● THE PROBLEM:
Reproduce the talk excerpt below about living conditions in Malaytown word for word, in full.

● TEXT SEGMENT:
((

This is part 2 of a talk I gave to the Cairns Historical Society in November 1998. Part 1 is here
An interesting account of conditions in Malaytown is provided by Lala Nicol. She recounts that most time the children would swim in the Alligator Creek to keep clean in preference to using the only shower in the settlement. She lived at the end of the road closest to the creek. When there were king tides the water came right through the house. When the tide receded her mother would get down on her knees and scrub the floor. The bulky sideboard, in which were packed the clothes, had to be emptied, scrubbed and dried. The toilets were little outhouses built at the end of a jetty called the landing, and that was scrubbed with boiling water and phenile every day, even though the pans were only emptied once a week. If there were visitors or a lot of people passing through, her parents would have to dig a hole in the mud to bury the contents. Newspaper was used as the toilet paper and sawdust was the fly deterrent. Her mother boiled the clothes and all other washing everyday and the clothes were always snow-white just from scrubbing with kerosene soap and boiling.

))

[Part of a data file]
((

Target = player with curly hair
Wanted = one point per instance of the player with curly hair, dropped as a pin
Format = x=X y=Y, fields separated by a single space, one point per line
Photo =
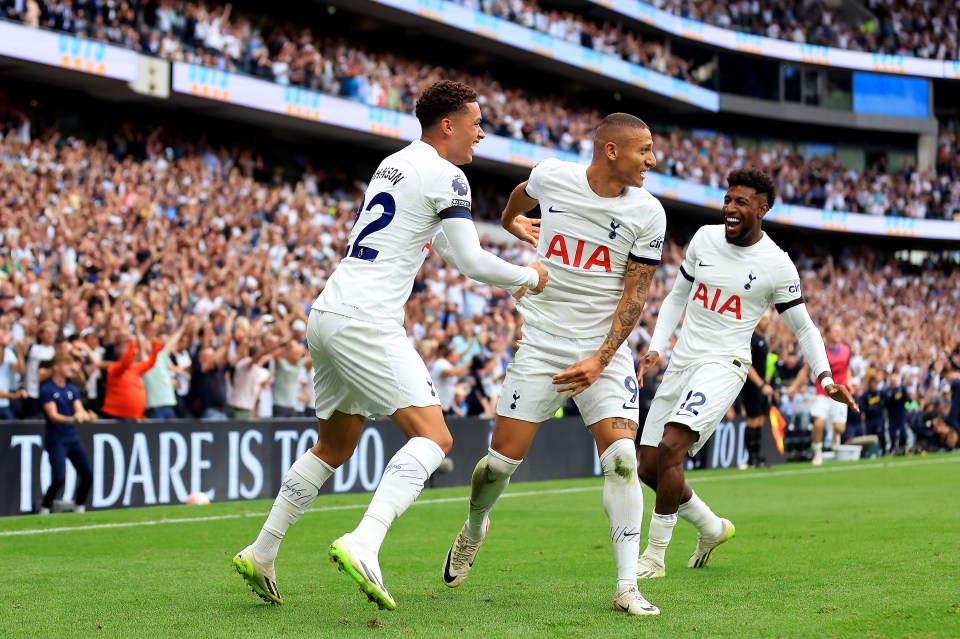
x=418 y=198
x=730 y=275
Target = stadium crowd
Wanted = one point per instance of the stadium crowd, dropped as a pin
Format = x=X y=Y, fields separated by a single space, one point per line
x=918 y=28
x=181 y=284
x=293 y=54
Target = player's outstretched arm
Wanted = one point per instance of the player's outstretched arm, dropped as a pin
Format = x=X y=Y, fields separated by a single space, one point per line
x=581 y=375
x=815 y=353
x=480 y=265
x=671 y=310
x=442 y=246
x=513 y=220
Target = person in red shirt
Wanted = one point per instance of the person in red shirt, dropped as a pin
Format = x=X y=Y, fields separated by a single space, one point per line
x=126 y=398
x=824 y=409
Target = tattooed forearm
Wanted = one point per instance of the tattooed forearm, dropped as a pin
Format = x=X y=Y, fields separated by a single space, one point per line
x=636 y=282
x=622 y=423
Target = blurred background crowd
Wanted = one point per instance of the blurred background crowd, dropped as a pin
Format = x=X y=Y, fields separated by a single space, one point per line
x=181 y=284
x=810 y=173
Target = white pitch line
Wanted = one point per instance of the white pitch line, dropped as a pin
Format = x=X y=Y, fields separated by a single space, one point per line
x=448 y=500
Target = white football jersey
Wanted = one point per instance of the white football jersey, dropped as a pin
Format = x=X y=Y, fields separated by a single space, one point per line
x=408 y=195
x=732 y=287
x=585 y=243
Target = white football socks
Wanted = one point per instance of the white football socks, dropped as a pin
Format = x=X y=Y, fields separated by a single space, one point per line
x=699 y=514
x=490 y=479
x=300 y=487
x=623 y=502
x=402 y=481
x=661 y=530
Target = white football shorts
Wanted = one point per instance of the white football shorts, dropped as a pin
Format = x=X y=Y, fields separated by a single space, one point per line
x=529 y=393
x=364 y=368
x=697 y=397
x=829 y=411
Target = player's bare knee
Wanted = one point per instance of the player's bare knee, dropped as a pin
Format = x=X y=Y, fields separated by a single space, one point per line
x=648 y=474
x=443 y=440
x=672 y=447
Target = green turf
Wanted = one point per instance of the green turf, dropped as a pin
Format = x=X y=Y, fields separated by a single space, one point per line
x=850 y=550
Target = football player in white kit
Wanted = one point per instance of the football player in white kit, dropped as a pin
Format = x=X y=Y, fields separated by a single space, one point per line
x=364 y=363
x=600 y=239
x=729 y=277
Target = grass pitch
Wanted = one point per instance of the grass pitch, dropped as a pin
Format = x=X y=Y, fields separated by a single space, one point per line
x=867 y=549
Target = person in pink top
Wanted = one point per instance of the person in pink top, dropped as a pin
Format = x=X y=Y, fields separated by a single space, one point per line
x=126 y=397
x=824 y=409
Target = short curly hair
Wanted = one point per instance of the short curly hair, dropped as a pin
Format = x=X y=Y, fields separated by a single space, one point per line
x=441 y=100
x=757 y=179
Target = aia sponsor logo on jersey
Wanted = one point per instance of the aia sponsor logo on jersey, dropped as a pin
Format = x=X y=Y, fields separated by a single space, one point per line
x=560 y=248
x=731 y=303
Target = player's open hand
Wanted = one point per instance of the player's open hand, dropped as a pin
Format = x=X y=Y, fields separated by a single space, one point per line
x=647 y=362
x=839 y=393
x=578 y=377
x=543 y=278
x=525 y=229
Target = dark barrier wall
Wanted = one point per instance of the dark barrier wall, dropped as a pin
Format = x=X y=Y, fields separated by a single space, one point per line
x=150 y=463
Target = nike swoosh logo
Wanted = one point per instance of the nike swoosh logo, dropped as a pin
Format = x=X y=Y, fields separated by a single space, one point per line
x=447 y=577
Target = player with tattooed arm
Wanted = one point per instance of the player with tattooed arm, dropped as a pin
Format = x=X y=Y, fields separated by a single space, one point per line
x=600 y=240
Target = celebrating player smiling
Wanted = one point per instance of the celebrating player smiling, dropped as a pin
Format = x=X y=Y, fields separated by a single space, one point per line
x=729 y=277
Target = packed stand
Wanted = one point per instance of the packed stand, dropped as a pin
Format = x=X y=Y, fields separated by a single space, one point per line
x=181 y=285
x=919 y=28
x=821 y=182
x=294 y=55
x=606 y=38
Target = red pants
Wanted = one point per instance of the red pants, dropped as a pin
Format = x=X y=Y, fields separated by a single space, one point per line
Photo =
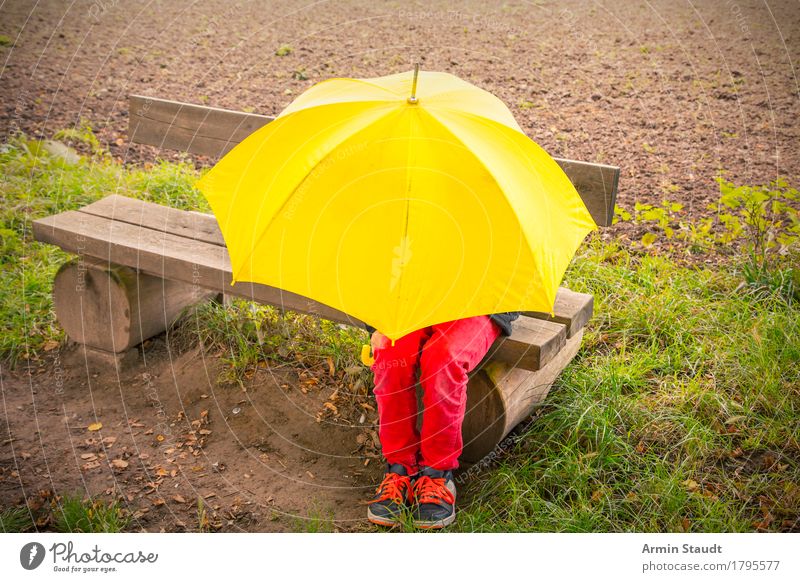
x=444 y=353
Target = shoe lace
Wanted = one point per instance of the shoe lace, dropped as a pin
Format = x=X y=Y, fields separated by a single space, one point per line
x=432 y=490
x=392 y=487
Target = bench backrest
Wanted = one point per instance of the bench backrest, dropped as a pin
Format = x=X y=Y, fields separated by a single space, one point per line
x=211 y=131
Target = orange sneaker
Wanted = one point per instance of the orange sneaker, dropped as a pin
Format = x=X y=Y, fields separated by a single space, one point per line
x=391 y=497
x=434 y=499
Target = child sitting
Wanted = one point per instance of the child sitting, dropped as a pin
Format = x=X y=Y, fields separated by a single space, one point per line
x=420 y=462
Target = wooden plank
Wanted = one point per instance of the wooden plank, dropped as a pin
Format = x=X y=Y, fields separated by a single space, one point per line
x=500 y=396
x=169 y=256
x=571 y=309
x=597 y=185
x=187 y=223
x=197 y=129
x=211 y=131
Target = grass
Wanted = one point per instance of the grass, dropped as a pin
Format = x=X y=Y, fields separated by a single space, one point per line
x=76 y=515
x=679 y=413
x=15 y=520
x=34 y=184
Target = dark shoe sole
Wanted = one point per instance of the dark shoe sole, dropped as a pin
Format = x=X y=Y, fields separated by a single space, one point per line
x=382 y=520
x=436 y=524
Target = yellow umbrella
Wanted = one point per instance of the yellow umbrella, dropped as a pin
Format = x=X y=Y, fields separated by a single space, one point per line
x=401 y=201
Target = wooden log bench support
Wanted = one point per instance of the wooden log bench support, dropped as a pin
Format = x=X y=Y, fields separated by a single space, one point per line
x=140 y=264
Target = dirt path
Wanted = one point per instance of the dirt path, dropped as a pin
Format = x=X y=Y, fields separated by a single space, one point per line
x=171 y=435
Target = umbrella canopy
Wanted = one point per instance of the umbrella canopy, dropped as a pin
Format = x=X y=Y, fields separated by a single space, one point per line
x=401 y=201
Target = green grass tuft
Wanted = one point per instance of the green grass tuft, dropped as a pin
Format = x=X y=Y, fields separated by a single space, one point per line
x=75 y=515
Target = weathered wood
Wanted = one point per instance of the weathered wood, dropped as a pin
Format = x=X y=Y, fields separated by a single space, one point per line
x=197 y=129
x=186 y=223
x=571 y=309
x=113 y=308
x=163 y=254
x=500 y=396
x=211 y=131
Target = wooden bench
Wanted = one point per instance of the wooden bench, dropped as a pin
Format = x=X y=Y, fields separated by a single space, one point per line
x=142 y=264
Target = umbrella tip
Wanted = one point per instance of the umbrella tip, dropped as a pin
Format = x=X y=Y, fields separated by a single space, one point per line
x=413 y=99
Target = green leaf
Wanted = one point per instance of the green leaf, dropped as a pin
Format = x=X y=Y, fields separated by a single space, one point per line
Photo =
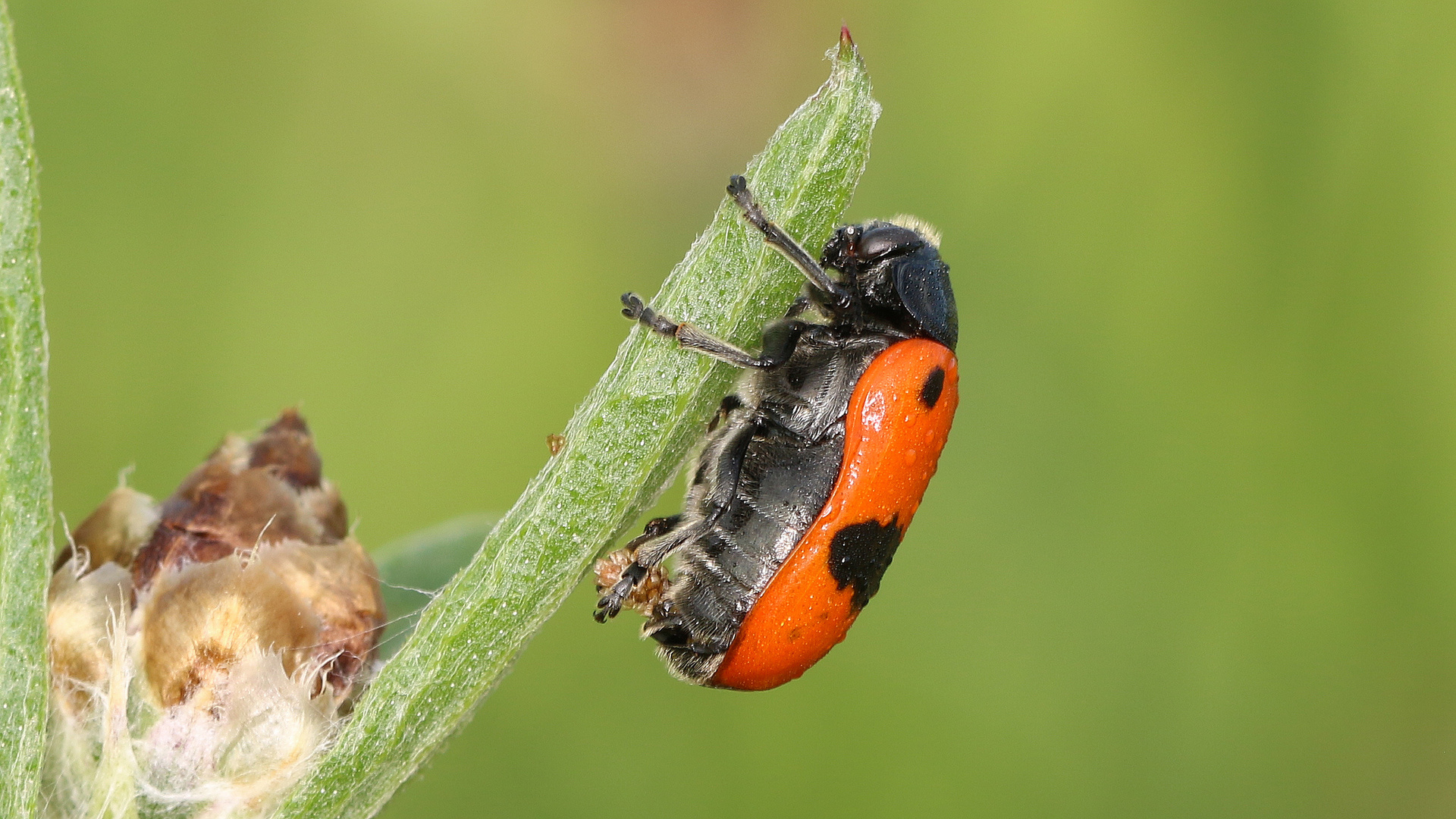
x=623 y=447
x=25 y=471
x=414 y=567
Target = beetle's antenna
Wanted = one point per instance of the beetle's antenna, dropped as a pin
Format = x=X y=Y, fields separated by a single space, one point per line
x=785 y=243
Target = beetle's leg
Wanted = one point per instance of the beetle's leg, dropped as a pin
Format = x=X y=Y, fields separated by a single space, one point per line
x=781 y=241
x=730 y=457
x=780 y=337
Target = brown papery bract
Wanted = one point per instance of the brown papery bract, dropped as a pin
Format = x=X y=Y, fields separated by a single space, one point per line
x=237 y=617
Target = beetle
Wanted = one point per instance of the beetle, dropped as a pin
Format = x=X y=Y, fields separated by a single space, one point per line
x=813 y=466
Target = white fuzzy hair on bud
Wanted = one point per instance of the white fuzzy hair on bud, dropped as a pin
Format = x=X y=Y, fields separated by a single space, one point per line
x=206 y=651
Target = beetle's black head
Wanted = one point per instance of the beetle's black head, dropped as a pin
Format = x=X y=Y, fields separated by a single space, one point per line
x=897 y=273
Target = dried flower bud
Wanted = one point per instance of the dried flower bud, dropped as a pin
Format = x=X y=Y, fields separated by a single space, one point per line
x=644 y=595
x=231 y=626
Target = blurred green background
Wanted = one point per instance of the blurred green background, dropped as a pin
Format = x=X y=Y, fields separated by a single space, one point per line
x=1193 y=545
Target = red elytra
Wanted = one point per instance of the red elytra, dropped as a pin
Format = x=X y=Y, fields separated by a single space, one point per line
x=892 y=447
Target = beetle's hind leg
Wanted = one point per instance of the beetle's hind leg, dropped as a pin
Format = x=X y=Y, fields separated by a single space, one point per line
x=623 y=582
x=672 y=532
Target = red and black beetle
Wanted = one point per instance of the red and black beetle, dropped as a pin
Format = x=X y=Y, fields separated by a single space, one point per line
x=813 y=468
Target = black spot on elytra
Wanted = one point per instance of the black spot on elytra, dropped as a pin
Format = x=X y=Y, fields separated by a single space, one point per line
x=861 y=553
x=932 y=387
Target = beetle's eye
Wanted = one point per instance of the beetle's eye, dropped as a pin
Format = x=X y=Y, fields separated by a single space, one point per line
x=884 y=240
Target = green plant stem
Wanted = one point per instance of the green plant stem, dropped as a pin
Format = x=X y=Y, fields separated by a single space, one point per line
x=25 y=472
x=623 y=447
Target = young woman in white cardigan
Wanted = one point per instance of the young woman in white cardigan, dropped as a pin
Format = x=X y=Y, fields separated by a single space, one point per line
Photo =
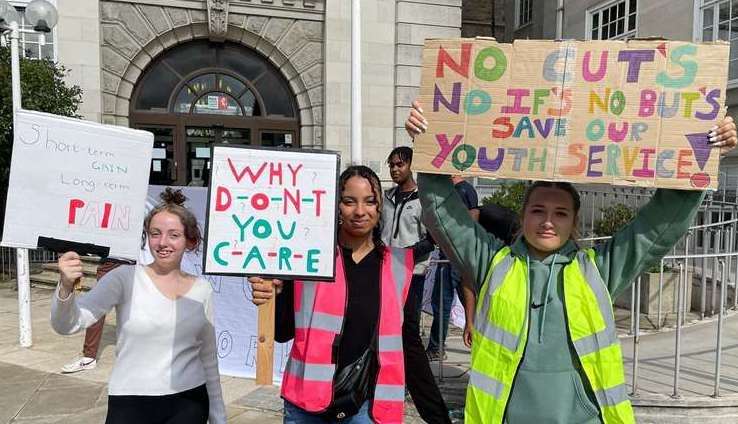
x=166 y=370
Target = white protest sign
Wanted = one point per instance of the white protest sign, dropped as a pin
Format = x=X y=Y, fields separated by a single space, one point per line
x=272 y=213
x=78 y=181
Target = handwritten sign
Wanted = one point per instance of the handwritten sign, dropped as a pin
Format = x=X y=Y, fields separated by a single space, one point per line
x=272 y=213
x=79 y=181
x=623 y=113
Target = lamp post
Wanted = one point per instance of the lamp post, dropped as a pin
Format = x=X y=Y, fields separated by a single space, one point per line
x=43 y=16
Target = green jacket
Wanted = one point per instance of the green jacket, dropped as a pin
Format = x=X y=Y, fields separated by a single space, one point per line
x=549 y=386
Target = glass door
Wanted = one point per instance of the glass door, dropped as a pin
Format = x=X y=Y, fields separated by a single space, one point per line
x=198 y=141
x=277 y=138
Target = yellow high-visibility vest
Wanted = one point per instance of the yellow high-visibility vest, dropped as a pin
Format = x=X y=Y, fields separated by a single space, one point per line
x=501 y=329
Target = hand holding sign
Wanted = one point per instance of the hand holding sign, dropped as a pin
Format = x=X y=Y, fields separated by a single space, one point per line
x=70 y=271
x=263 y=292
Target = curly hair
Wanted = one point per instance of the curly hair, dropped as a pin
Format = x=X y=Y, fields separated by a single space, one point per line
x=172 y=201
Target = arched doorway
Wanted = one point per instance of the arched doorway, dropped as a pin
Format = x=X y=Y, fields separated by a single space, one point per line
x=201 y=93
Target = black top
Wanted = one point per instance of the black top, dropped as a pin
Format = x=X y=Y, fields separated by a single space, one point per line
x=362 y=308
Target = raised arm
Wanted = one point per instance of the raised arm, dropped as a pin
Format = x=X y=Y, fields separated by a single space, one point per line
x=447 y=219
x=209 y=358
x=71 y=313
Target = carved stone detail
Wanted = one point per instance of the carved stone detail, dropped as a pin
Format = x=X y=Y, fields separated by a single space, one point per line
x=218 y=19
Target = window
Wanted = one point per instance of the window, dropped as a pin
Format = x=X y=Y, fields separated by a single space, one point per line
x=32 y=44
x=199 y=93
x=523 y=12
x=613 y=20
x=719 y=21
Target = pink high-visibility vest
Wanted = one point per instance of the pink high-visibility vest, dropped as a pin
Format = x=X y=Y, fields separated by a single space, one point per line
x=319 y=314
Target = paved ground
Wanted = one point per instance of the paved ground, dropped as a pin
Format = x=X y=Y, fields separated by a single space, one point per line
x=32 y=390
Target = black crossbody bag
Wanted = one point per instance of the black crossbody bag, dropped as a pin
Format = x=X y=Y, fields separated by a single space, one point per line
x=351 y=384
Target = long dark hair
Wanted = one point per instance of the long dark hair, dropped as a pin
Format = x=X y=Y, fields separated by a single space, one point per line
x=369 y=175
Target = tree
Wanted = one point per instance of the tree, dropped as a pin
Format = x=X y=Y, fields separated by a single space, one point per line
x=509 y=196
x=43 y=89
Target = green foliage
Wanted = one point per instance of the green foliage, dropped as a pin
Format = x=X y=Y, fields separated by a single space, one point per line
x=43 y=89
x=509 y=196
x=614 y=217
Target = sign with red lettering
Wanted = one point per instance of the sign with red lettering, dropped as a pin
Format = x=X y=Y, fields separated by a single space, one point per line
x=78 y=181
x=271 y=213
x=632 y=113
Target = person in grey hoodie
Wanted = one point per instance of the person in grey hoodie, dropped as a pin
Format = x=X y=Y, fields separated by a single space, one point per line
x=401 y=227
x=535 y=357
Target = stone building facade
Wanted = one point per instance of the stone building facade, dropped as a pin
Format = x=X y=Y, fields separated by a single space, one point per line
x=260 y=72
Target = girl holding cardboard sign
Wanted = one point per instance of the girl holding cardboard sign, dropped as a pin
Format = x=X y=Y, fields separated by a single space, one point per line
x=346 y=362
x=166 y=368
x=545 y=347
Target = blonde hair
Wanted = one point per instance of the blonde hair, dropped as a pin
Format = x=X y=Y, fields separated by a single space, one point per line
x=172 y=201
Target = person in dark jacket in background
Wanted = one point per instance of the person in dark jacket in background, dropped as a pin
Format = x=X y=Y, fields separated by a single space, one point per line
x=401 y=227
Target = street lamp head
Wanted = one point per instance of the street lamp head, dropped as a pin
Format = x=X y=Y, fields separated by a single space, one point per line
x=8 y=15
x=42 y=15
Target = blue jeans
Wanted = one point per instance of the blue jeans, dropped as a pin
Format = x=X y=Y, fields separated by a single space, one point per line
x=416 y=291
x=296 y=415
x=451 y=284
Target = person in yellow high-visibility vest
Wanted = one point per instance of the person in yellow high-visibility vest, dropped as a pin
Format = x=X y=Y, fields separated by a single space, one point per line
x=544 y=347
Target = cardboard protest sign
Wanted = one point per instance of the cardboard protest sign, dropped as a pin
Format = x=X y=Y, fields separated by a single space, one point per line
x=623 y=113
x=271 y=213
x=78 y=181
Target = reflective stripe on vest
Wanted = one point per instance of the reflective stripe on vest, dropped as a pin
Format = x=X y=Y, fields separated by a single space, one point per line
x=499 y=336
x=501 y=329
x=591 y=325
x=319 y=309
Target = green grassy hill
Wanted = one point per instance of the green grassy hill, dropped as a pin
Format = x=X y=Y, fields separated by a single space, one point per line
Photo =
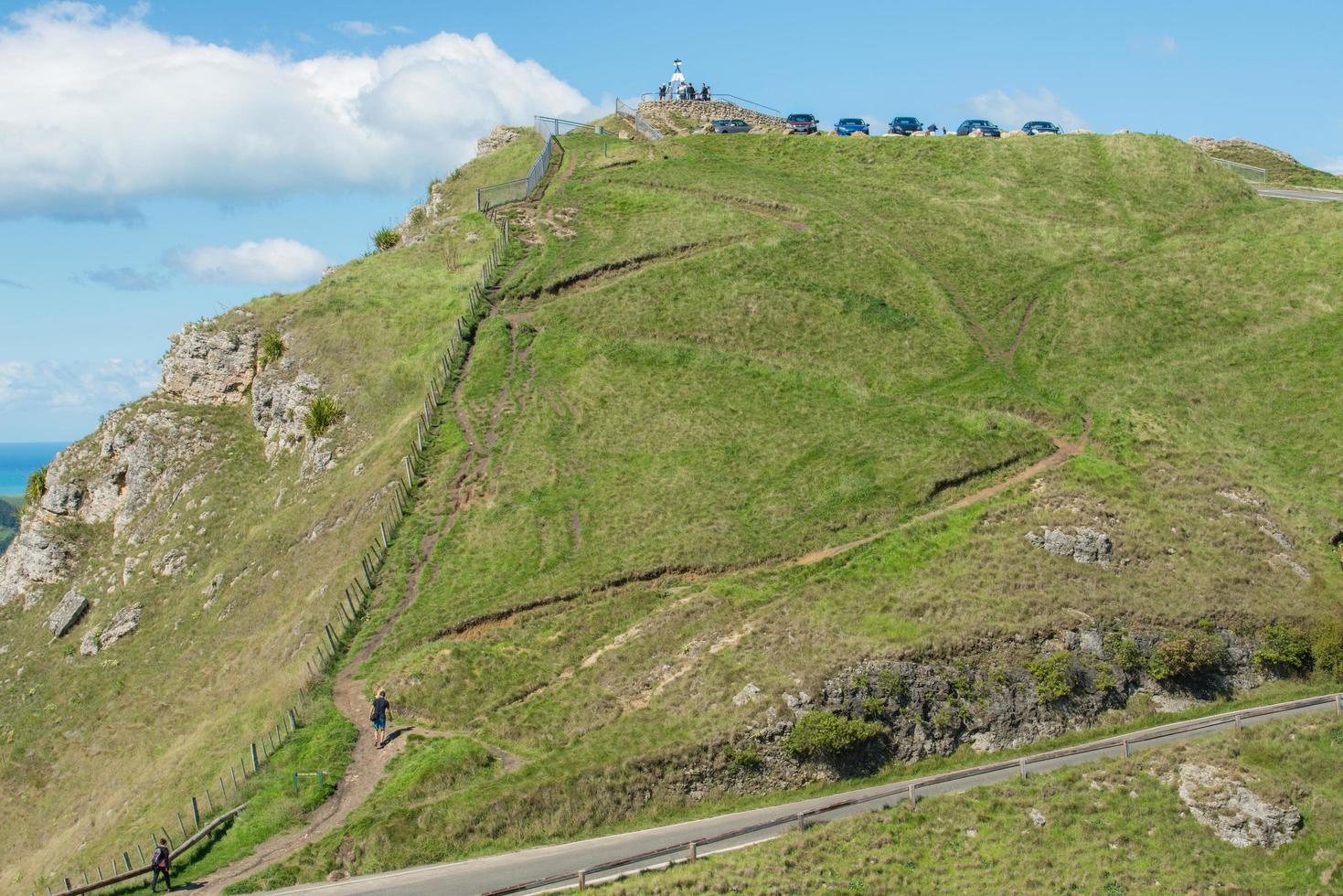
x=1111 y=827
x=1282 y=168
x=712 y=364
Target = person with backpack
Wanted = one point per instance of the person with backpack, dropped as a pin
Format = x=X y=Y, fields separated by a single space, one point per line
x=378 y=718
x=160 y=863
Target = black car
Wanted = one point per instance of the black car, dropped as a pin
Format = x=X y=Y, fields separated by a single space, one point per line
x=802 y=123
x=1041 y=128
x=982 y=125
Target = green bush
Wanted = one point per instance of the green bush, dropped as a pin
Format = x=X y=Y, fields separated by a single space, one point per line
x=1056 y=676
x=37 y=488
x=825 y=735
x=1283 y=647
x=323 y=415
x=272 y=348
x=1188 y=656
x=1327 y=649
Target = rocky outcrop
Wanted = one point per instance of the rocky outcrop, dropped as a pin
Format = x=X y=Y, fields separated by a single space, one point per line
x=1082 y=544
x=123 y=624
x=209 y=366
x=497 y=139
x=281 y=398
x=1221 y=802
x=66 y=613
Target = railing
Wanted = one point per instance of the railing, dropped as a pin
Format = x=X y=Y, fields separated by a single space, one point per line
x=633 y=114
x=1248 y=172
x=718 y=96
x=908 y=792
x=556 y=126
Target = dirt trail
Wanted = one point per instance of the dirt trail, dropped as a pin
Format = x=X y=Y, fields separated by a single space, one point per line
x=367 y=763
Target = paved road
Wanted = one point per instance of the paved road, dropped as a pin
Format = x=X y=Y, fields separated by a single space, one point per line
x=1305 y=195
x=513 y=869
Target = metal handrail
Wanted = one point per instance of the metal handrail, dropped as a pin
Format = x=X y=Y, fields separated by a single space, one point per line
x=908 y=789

))

● WRITTEN RESPONSE:
This is part 2 of a talk I gave to the Cairns Historical Society in November 1998. Part 1 is here
An interesting account of conditions in Malaytown is provided by Lala Nicol. She recounts that most time the children would swim in the Alligator Creek to keep clean in preference to using the only shower in the settlement. She lived at the end of the road closest to the creek. When there were king tides the water came right through the house. When the tide receded her mother would get down on her knees and scrub the floor. The bulky sideboard, in which were packed the clothes, had to be emptied, scrubbed and dried. The toilets were little outhouses built at the end of a jetty called the landing, and that was scrubbed with boiling water and phenile every day, even though the pans were only emptied once a week. If there were visitors or a lot of people passing through, her parents would have to dig a hole in the mud to bury the contents. Newspaper was used as the toilet paper and sawdust was the fly deterrent. Her mother boiled the clothes and all other washing everyday and the clothes were always snow-white just from scrubbing with kerosene soap and boiling.